- Task prompt
Look through the data that follows and work out how many lines contain the string "screen". Nothing but that number should be given.

- Records for this task
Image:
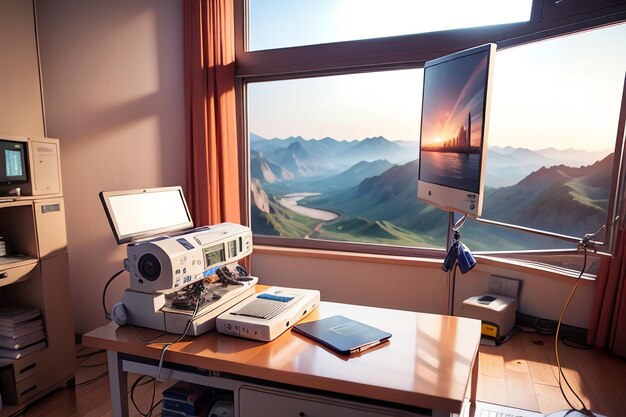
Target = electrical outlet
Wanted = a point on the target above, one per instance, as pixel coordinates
(508, 287)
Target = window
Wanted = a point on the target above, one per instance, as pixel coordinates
(323, 21)
(334, 157)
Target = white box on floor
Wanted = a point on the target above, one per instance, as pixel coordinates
(496, 312)
(496, 309)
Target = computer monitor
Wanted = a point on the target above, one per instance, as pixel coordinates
(144, 213)
(13, 166)
(455, 120)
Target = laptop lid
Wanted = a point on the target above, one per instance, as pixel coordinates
(143, 213)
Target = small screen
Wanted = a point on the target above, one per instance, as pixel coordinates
(12, 161)
(214, 254)
(14, 167)
(142, 213)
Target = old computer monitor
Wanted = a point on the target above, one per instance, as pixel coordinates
(453, 138)
(13, 162)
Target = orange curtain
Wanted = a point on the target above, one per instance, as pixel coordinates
(608, 319)
(212, 175)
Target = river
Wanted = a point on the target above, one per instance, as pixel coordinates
(291, 202)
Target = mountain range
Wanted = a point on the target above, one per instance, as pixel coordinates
(294, 158)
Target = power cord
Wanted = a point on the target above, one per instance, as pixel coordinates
(104, 292)
(583, 409)
(199, 297)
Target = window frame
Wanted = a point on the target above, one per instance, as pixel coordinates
(548, 19)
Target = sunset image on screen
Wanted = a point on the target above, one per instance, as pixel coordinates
(453, 121)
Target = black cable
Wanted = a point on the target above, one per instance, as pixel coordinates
(86, 355)
(104, 292)
(199, 299)
(583, 408)
(153, 405)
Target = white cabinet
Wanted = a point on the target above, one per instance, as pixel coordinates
(35, 273)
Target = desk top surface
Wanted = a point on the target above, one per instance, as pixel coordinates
(427, 362)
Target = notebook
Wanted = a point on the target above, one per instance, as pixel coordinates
(342, 334)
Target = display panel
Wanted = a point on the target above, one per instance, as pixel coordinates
(13, 168)
(143, 213)
(453, 137)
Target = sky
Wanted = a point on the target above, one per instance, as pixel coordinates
(564, 92)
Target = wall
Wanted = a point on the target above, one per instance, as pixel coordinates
(20, 97)
(113, 94)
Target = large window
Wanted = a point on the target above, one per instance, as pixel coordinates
(334, 157)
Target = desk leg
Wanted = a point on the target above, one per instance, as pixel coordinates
(118, 382)
(474, 386)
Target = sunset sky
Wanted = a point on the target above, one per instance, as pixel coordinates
(455, 90)
(564, 93)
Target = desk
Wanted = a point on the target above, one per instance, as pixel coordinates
(425, 368)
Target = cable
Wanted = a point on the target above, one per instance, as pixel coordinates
(199, 298)
(583, 408)
(104, 292)
(92, 380)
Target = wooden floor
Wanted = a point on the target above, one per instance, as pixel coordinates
(520, 373)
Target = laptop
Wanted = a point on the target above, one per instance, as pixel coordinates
(342, 334)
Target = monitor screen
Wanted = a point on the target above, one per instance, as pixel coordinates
(13, 168)
(137, 214)
(453, 139)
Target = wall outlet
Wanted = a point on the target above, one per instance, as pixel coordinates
(508, 287)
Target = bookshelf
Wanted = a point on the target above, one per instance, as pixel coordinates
(35, 274)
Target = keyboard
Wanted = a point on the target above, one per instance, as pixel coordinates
(262, 309)
(489, 413)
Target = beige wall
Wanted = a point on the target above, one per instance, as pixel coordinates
(20, 98)
(112, 76)
(113, 94)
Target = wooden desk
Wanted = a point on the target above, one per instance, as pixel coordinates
(424, 368)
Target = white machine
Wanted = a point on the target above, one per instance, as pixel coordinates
(267, 315)
(181, 278)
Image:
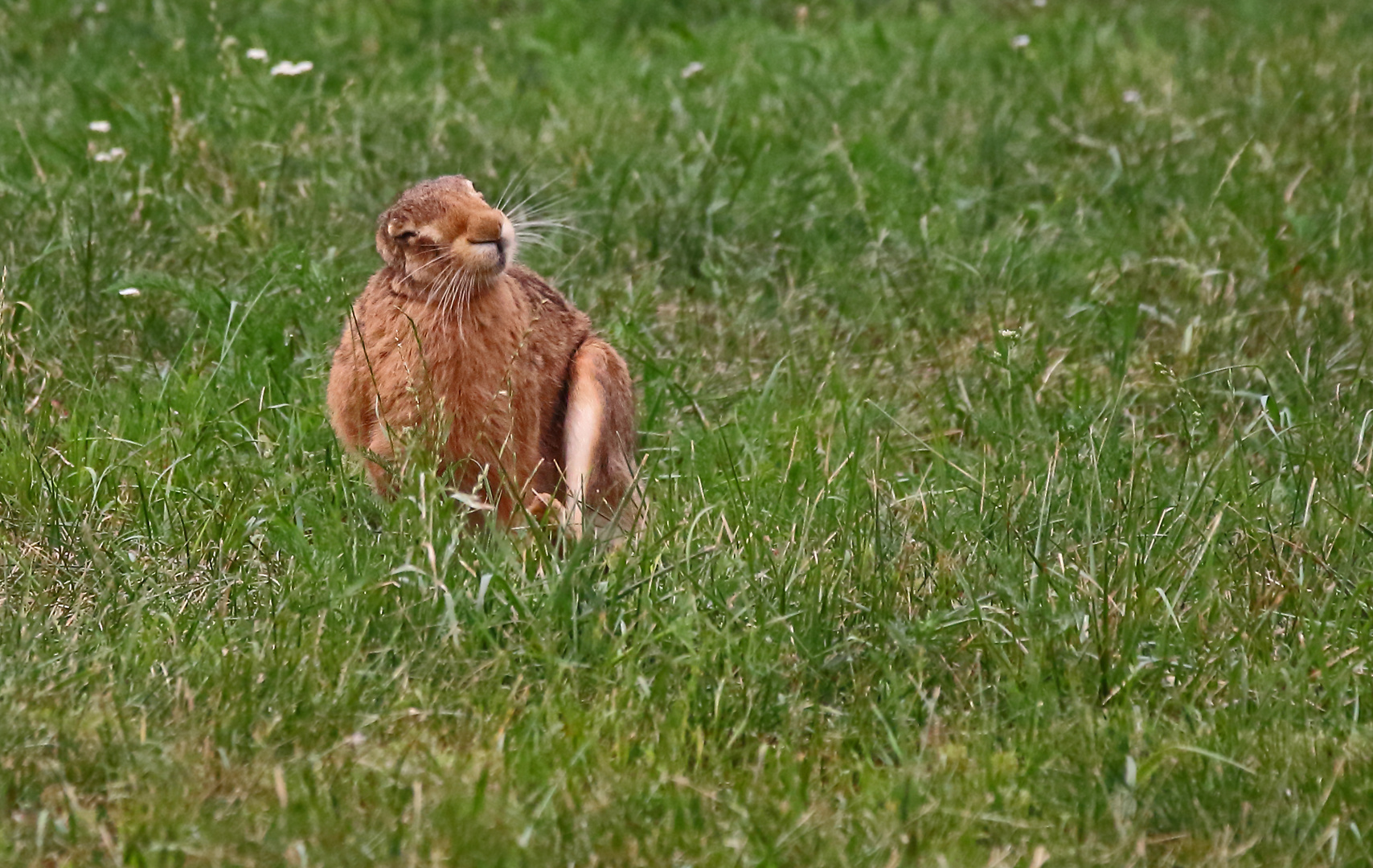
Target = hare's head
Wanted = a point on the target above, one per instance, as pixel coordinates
(444, 236)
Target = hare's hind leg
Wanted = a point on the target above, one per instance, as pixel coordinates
(599, 444)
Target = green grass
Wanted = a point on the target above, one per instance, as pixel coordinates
(1008, 440)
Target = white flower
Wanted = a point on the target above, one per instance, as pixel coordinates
(286, 68)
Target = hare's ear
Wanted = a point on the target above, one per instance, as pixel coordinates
(390, 235)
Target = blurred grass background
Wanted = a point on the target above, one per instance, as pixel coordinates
(1006, 407)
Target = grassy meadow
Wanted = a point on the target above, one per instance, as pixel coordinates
(1006, 412)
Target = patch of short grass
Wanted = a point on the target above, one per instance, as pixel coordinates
(1006, 407)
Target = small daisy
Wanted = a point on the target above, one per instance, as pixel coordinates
(286, 68)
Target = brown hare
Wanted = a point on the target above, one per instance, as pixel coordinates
(457, 349)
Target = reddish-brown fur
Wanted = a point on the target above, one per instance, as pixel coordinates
(455, 348)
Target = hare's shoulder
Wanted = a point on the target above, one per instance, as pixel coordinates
(540, 292)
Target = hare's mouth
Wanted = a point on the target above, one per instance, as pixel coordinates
(494, 253)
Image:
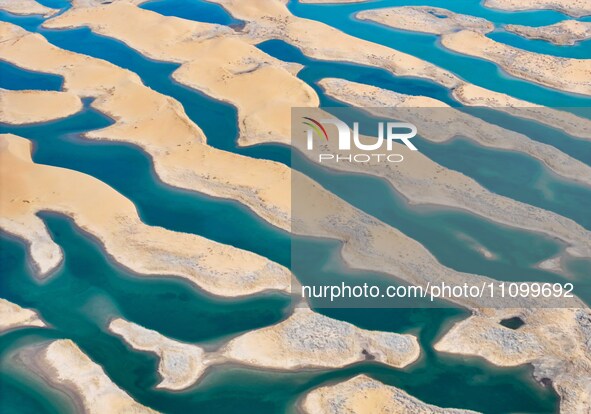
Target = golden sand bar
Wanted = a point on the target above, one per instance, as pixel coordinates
(364, 395)
(13, 316)
(62, 364)
(434, 20)
(438, 122)
(566, 74)
(554, 341)
(25, 107)
(566, 32)
(28, 188)
(305, 340)
(574, 8)
(26, 7)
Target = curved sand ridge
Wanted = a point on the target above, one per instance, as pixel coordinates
(24, 107)
(13, 316)
(574, 8)
(181, 40)
(28, 188)
(305, 340)
(567, 74)
(364, 395)
(555, 341)
(26, 7)
(434, 20)
(62, 364)
(566, 32)
(438, 122)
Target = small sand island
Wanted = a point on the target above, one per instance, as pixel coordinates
(566, 32)
(364, 395)
(13, 316)
(63, 365)
(574, 8)
(305, 340)
(434, 20)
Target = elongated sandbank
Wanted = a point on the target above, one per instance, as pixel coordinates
(434, 20)
(364, 395)
(25, 107)
(574, 8)
(555, 341)
(566, 74)
(566, 32)
(438, 122)
(28, 188)
(13, 316)
(63, 365)
(305, 340)
(180, 45)
(26, 7)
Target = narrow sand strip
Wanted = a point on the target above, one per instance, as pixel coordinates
(305, 340)
(26, 107)
(434, 20)
(182, 42)
(13, 316)
(364, 395)
(574, 8)
(566, 32)
(26, 7)
(62, 364)
(438, 122)
(566, 74)
(28, 188)
(555, 341)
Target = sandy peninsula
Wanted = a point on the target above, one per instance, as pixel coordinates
(555, 341)
(434, 20)
(28, 188)
(364, 395)
(62, 364)
(305, 340)
(438, 122)
(566, 74)
(13, 316)
(26, 7)
(574, 8)
(566, 32)
(26, 107)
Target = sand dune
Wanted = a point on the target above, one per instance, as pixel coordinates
(13, 316)
(554, 341)
(574, 8)
(566, 32)
(305, 340)
(364, 395)
(25, 107)
(28, 188)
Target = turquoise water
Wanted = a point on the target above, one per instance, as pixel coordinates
(97, 290)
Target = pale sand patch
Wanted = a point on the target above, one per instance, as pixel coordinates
(182, 40)
(180, 365)
(441, 123)
(364, 395)
(65, 366)
(305, 340)
(566, 32)
(26, 107)
(566, 74)
(13, 316)
(28, 188)
(434, 20)
(555, 341)
(26, 7)
(574, 8)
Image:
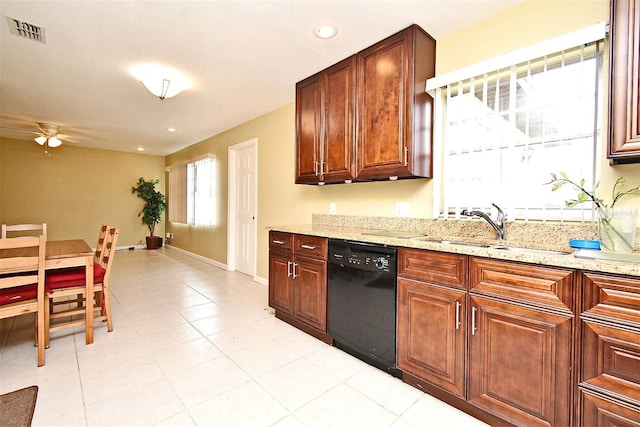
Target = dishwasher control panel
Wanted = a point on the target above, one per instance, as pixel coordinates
(364, 258)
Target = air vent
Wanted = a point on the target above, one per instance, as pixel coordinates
(26, 30)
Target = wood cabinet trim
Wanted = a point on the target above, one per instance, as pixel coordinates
(524, 283)
(624, 90)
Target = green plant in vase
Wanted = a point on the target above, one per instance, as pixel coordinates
(154, 205)
(612, 237)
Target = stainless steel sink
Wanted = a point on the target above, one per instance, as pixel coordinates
(528, 250)
(460, 243)
(396, 234)
(498, 247)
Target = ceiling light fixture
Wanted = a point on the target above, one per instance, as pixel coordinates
(161, 81)
(49, 135)
(325, 31)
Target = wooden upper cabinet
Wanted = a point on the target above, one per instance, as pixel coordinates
(325, 128)
(394, 137)
(308, 123)
(624, 111)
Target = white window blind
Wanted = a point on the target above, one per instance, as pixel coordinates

- Solution to this problem
3